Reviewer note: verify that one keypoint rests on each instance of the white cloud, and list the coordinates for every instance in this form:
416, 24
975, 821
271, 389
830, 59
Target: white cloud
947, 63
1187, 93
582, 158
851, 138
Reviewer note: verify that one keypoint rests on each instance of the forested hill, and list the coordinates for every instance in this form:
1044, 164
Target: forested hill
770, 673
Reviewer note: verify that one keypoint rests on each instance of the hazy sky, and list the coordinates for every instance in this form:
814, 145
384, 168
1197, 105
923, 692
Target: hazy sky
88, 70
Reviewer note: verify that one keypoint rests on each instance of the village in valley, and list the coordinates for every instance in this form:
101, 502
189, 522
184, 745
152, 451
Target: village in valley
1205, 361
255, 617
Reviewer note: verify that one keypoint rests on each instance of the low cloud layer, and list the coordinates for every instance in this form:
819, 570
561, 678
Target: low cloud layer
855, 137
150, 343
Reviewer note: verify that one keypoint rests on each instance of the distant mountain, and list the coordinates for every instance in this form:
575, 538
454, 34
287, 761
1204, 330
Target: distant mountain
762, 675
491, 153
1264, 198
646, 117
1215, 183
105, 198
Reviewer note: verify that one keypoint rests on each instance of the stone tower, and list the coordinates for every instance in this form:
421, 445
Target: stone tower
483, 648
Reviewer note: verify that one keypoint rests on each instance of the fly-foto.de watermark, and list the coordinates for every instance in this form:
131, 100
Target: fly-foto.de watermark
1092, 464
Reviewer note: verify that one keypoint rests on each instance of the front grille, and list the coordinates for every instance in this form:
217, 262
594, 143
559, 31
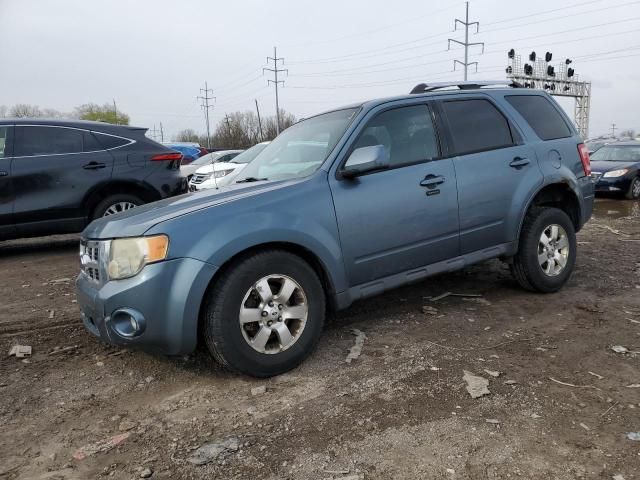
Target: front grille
198, 178
91, 253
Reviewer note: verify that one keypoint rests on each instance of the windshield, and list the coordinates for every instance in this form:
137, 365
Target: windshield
300, 149
250, 154
620, 153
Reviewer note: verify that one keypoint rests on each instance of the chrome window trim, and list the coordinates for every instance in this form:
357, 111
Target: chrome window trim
131, 141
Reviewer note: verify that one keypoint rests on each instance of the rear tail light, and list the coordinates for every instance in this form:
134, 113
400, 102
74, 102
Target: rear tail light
584, 158
165, 157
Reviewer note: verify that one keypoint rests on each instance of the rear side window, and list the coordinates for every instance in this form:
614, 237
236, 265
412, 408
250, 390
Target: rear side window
476, 125
544, 119
109, 141
46, 141
4, 134
406, 133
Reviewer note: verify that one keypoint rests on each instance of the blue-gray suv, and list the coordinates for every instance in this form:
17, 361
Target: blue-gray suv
339, 207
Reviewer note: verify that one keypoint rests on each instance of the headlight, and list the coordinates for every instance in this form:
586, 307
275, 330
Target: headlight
616, 173
222, 173
128, 256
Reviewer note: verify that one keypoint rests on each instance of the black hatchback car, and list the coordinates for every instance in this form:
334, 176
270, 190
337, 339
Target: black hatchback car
56, 176
615, 168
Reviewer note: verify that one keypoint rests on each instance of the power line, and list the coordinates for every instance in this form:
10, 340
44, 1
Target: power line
466, 44
205, 97
276, 82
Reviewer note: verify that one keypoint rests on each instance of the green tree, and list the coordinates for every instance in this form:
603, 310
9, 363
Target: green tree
102, 113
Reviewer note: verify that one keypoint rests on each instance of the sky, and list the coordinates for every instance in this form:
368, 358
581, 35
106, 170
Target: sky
153, 56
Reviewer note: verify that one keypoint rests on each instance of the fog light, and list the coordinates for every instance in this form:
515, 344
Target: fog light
127, 322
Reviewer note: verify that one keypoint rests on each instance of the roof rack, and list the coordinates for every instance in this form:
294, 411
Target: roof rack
424, 88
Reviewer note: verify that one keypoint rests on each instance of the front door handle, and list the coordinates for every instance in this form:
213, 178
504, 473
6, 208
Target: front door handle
519, 162
93, 166
431, 181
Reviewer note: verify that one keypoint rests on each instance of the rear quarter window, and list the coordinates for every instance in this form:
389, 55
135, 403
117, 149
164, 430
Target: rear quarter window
476, 125
541, 115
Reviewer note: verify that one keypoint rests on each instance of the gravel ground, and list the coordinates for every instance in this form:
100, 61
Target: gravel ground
561, 401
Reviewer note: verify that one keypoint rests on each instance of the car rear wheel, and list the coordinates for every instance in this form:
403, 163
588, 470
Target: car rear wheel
265, 314
634, 189
547, 250
114, 204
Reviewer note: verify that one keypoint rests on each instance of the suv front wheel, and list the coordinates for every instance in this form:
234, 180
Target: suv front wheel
265, 314
547, 250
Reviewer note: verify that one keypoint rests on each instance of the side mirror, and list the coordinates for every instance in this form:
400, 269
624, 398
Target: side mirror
365, 159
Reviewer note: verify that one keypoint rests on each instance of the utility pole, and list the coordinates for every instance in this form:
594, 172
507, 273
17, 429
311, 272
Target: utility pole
154, 132
259, 121
207, 94
115, 110
466, 43
275, 71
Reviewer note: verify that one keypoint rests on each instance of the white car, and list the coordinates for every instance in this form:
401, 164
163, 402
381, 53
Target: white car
222, 156
221, 173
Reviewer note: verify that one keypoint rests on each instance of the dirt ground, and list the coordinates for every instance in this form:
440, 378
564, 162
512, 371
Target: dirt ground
560, 407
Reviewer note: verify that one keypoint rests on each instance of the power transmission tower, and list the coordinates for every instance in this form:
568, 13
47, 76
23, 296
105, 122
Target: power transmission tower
154, 132
259, 121
276, 82
205, 97
466, 44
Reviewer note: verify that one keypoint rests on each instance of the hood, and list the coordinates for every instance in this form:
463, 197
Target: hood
217, 167
605, 166
137, 221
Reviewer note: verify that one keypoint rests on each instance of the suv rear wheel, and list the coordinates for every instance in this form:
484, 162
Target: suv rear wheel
547, 250
115, 204
265, 314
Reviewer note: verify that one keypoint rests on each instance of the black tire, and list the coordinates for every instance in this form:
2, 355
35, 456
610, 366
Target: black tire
525, 267
100, 209
221, 328
634, 189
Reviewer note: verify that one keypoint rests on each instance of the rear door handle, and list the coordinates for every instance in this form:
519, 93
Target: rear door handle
431, 181
93, 166
519, 162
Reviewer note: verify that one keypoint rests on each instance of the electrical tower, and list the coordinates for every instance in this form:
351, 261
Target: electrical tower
205, 97
276, 82
466, 43
154, 132
562, 82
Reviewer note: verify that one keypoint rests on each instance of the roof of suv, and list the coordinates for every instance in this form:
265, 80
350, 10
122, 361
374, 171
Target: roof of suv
84, 124
446, 88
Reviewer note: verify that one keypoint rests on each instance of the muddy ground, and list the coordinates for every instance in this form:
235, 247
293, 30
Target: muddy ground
399, 411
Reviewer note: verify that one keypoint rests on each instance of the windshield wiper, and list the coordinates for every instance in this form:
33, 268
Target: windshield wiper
251, 179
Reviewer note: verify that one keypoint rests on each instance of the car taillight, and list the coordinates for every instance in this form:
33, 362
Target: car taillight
584, 158
164, 157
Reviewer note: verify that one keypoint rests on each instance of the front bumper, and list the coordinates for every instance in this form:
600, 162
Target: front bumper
612, 185
167, 294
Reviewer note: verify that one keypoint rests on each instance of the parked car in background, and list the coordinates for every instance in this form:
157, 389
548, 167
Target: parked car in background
616, 169
340, 207
190, 152
223, 172
56, 175
208, 159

· · ·

#### [Problem statement]
Without including any pictures, reproduce the listing exactly.

#### [Solution to this task]
Reviewer note: verify that one keypoint rests on each instance of the white cloud, and list the coordinates for every instance in this form:
416, 24
975, 821
271, 389
830, 59
Target: white cloud
947, 63
1187, 93
582, 158
851, 138
Reviewer note: verify that one keypoint rests on each instance of the forested hill, and list the coordinates for every instance in this form:
1044, 164
Target: forested hill
770, 673
Reviewer note: verify that one keypoint rests on each instance of the hazy sky, and list the coordinates for every instance in this form:
814, 145
384, 168
1197, 105
923, 692
Target: hazy sky
88, 70
Reviewer note: verify that one keypoint rests on each instance of the village in valley, and list the coordinates for every instance in this form:
101, 502
189, 522
184, 745
152, 451
Target: village in valley
1205, 361
255, 617
Reviewer note: verify that one keypoint rests on each instance of the low cloud layer, and list the coordinates for every instance in this form:
819, 570
561, 678
Target: low cloud layer
855, 137
150, 343
Reviewer note: verify that one keypoint rests on each instance of the distant mountain, and list the coordinates for every instance in this form:
575, 538
454, 34
287, 761
1204, 330
Target: distant mountain
762, 675
491, 153
1264, 198
646, 117
1215, 183
105, 198
Reviewer note: verify that one keypoint rests on each instance of the stone tower, and list the coordinates for every instance in this form:
421, 445
Target: stone tower
483, 648
Reviewer note: verify that one keypoint rests on each instance of the fly-foto.de watermark, and list the coordinates for every instance in this form:
131, 100
Target: fly-foto.de watermark
1092, 464
Reviewer note: verify that one keypoint rests on each instance of the front grille, and list the coordinates for every instance in this form:
217, 262
594, 143
559, 31
Target: front grille
198, 178
91, 253
Reviewer note: verify that one keypoint rests on each instance of the windshield, and list the coordinates for every instance in this form:
137, 365
Target: windshield
300, 149
250, 154
620, 153
Reviewer note: verify that one keypoint rests on each instance of the chrome window trim, and list the coordinates for every instance in this form:
357, 111
Target: chrome window trim
131, 141
Reviewer note: verify that one keypoint rests on each instance of the rear tail light, and list the coordinates for every instance in this form:
134, 113
400, 102
74, 102
Target: rear tail light
584, 158
165, 157
Reviewer note: verify that one keypoint rests on each instance of the rear side window, and list the coordinates for every instance in this form:
614, 237
236, 265
412, 408
250, 390
Target: rear side window
476, 125
544, 119
109, 141
46, 141
4, 134
406, 133
Reviewer note: verify that one keypoint rests on each instance of the blue-gray suv, and list the coordinates for every instance in this form:
17, 361
Target: blue-gray suv
339, 207
Reviewer note: verify that one keypoint rests on each instance of the headlight, and list the coordinates for every instance in this form:
586, 307
275, 330
Target: headlight
616, 173
222, 173
128, 256
Reviewer note: verify that one keypoint rests on each instance of the black hatchback car, and list the coordinates for every instance in this form:
334, 176
270, 190
337, 339
Target: black hatchback car
56, 176
615, 168
Reviewer note: verify that one keypoint rests on each instance of the power line, and list the coordinates for every instance in this form:
10, 340
44, 1
Target: power line
466, 44
205, 97
276, 82
Reviewer note: verify that one keypoint rests on each instance of the green tree, and list the coordinates for every instance in this form:
603, 310
9, 363
Target: green tree
102, 113
Reviewer note: verify that one keypoint rests on each instance of the sky, and list the coordinates for every instance in this form:
368, 358
581, 35
106, 170
Target: sky
153, 56
Reviewer note: verify that one keypoint rests on each instance of the fog light, and list the coordinates for every instance in this form:
515, 344
Target: fog light
127, 322
Reviewer note: verify that one keypoint rests on each instance of the roof rack, and list the coordinates for every instance in this form:
294, 411
Target: roof rack
424, 88
Reviewer note: verify that one keypoint rests on each instance of the front door handle, and list the coordinates for every instance in this form:
213, 178
504, 473
6, 208
Target: front door handle
519, 162
93, 166
431, 181
Reviewer note: verify that one keypoint rests on each instance of the rear quarter window, and list the coordinates for every instance in this form:
389, 55
135, 403
117, 149
164, 430
Target: rear quarter window
476, 125
541, 115
Reviewer note: verify that one keypoint rests on each instance of the gravel ground, and list the coordinates for every instance in this form:
100, 61
Target: gravel ground
561, 401
Reviewer note: verify that one keypoint rests on each instance of the car rear wheel, and list the coordinates for every instance in this form:
403, 163
588, 470
Target: car rear wheel
265, 314
634, 189
547, 250
114, 204
Reviewer note: verify that one keypoint rests on each instance of the suv front wheel, and list the coordinates for every instance in this form:
234, 180
Target: suv front wheel
265, 314
547, 250
Reviewer note: verify that one keypoint rests on each instance of the side mirror, and list the coordinates for every instance in this form:
400, 269
624, 398
Target: side mirror
365, 159
Reviewer note: verify that one keypoint rests on each instance of the utility pole, and list the coordinates for every instance in this form:
594, 172
507, 273
17, 429
311, 272
Target: utility pole
154, 132
259, 121
207, 94
115, 110
466, 43
275, 71
Reviewer note: verify that one keypoint rests on each instance of the white car, and list the coordinates for every instance in this form:
401, 164
163, 402
381, 53
Target: white car
222, 156
221, 173
Reviewer note: verify that one keypoint rests on each instance of the dirt ground, and list the coordinates for every instance in this form:
440, 378
564, 162
512, 371
Target: dirt ground
560, 407
Reviewer note: verify that one keypoint rests on each instance of the power transmission tower, and list the coordinates for every instance in this form:
568, 13
47, 76
23, 296
105, 122
Target: power transmission tower
154, 132
259, 121
276, 82
205, 97
466, 44
Reviewer note: verify that one keypoint rests on each instance of the hood, and list the coordinates for every instance in this form:
463, 197
Target: hood
217, 167
605, 166
137, 221
Reviewer note: verify that one keypoint rests on each instance of the suv rear wheel, and list the coordinates for every instance in this form:
484, 162
Target: suv rear wheel
547, 250
115, 204
265, 314
Reviewer note: verify that one keypoint rests on each instance of the black tire, and list the coordinates for every instance in this form:
2, 355
35, 456
610, 366
Target: black tire
525, 267
100, 209
221, 328
634, 189
Reviewer note: verify that one keypoint rests on each instance of the rear door handle, and list the coordinates for every instance in this form:
519, 93
Target: rear door handle
431, 181
93, 166
519, 162
Reviewer note: verify that one keypoint rests on each instance of the electrical tower, and list the coordinates for every instance in this form:
351, 261
Target: electrical tower
205, 97
276, 82
466, 43
154, 132
562, 82
Reviewer note: verify that one keypoint rests on each instance of the roof of suv, and list the coordinates for every instance in this form:
265, 80
350, 10
122, 361
374, 171
Target: roof of suv
84, 124
446, 88
Reviewer note: verify that one keypoint rests on each instance of the muddy ground, and list the coordinates for every instance in this form:
235, 247
293, 30
Target: muddy ground
399, 411
Reviewer note: verify that one keypoint rests on each instance of the windshield wiper, and list the coordinates for every instance in this form:
33, 268
Target: windshield wiper
251, 179
Reviewer note: verify that one keypoint rests on each instance of the car taillight, and list the coordinates for every instance in this form:
33, 362
Target: car taillight
584, 158
164, 157
Reviewer note: verify that one keypoint rests on each instance of the front bumper, and list the coordinates for every instance in this form:
600, 162
Target: front bumper
612, 185
167, 294
Reviewer note: verify that one keypoint rests on each instance of the parked car in background, and list the coordinates for every instance in this form:
157, 389
548, 167
Target: parked car in background
616, 169
340, 207
190, 152
223, 172
56, 175
208, 159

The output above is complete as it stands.